TASK TO COMPLETE: List every line of the listing below that contains the string "instance". Matching is case-sensitive.

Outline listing

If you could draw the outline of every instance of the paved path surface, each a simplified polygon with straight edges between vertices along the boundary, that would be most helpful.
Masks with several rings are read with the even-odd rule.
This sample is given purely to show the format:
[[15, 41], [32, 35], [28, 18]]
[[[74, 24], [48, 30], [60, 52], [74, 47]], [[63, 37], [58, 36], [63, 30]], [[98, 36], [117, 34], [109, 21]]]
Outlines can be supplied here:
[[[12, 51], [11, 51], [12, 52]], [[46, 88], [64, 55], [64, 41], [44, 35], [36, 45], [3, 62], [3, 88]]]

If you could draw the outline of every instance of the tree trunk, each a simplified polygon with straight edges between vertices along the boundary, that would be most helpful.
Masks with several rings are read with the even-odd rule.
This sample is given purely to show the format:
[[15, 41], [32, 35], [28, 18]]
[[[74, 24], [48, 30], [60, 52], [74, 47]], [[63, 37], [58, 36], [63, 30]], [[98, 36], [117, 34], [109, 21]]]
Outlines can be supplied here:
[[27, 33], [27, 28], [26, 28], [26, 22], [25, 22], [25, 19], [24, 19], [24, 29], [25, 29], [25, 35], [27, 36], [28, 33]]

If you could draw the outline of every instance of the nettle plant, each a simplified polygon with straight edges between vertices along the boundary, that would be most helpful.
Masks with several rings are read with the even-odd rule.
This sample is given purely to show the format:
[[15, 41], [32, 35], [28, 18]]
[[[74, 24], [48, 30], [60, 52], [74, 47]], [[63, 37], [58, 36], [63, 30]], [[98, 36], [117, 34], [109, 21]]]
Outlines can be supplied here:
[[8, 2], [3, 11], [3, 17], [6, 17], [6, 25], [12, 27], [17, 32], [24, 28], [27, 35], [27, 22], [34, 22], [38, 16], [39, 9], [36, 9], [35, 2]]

SOLUTION TO THE EXERCISE:
If you could draw the outline of every instance of the paved path surface, each a simplified polygon with straight edges between vertices along the boundary, that would be most helpful.
If you could draw the outline of every instance of the tree trunk, each a simplified polygon with straight edges between vertices along the boundary, that would be most helpful.
If you could draw the outline of every instance of the nettle plant, each a simplified polygon with straight edges between vertices along the boundary, that would be most helpful.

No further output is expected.